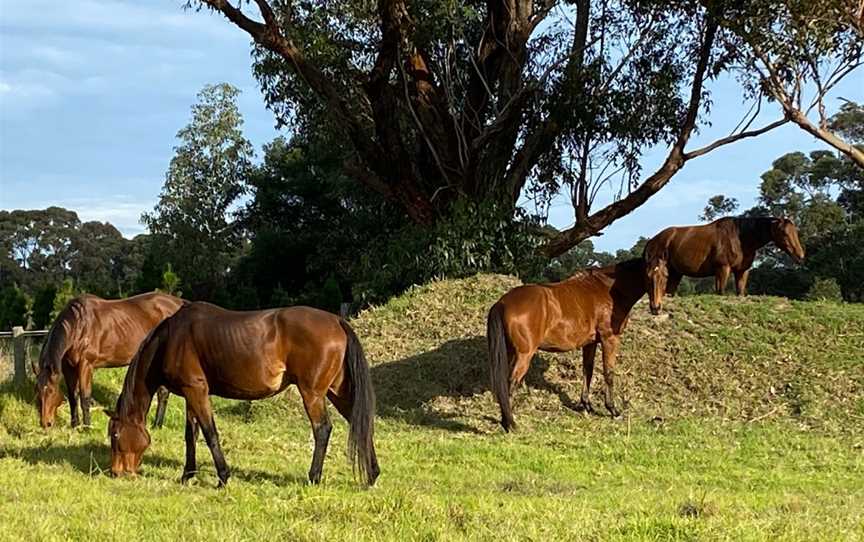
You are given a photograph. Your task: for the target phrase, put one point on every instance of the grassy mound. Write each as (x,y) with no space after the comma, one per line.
(742,421)
(730,358)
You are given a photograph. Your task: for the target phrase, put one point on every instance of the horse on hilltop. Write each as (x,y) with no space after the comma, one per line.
(205,350)
(590,308)
(91,333)
(723,247)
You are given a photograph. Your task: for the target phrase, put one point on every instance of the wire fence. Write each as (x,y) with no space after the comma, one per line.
(29,344)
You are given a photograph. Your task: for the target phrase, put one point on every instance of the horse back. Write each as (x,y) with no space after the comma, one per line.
(696,250)
(109,331)
(255,354)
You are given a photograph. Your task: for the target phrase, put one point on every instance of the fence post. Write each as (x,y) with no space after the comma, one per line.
(20,350)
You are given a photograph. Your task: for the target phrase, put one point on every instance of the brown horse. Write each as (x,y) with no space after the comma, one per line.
(91,333)
(725,246)
(590,307)
(205,350)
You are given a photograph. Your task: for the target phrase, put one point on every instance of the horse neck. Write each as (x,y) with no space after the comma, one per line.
(628,285)
(135,403)
(754,233)
(142,379)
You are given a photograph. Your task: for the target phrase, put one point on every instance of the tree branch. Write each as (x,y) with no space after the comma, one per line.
(674,162)
(733,138)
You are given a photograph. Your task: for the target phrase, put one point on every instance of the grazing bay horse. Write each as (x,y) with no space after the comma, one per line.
(91,333)
(725,246)
(590,308)
(205,350)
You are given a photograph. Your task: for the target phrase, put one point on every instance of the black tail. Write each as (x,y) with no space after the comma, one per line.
(361,449)
(499,364)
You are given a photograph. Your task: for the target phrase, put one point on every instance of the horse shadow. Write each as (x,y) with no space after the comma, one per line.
(459,369)
(456,369)
(94,460)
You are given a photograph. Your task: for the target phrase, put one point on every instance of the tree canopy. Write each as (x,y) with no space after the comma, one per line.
(438,102)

----

## What to do
Transcribe the entries above verbatim, omitting their pictures.

## Task answer
You are given a photograph. Your task: for the target phrase, put one point on every instance of the grassy mound. Write each as (x,y) with no space after the comma, one per line.
(742,421)
(730,358)
You are given a photograph. Your task: for the target phrase, put one point on every instance of the horse on hilltop. Write each as (x,y) with no space after the comma, one per line.
(205,350)
(590,308)
(91,333)
(723,247)
You are given a photograph. Your task: for the target phrase, put one point on every instance of the wire fence. Write each as (x,y) with no space after the comma, one per line.
(29,344)
You are given a photograph. Your task: for the target phrase, put one point on every instance of the horse back. Write each as (x,y) with no space after the comma, one per line.
(696,250)
(109,331)
(255,354)
You are given a photograph. Your task: for the target phrase, put one point on every instance of the fence post. Write each as (x,y) with no space after the comma, one per line.
(20,350)
You are given a photograph. Your task: for the target phrase, put one point on every instance of the brown horse. Write each as (x,y) with no space after the comma, one per line.
(91,333)
(725,246)
(590,307)
(205,350)
You are given a photograph. Your task: for the target phrase, put one point on every instance of the horse neck. Write each as (x,y) with no space after the comma, one per line.
(628,285)
(135,403)
(754,233)
(142,379)
You are given a photograph. Your task: for the target phrase, put one point on every instance of the tree branch. Write each as (x,y) with no space after the comma, one per line.
(674,162)
(733,138)
You are given a photograph. Your task: for the target phrase, put one point on every instance of the grazing bay horse. Write each as (x,y) with no space after the comma, one per line.
(91,333)
(725,246)
(590,308)
(205,350)
You are given a photograph. Your task: for the target phrase, put one point on every instance of the black tail. Write each as (x,y) with no space after the comma, one per line.
(361,449)
(499,364)
You are given a photograph. Your task: for the target phrase, put one point on every instance of the horse shadow. Write each as (x,y) with no space after the comma, one per line.
(459,369)
(456,369)
(94,460)
You are given a photograph. Your task: for the target phrase, put one point on every instance of the tree canopy. Write each as (x,y) with no space after the comma, one per line.
(438,102)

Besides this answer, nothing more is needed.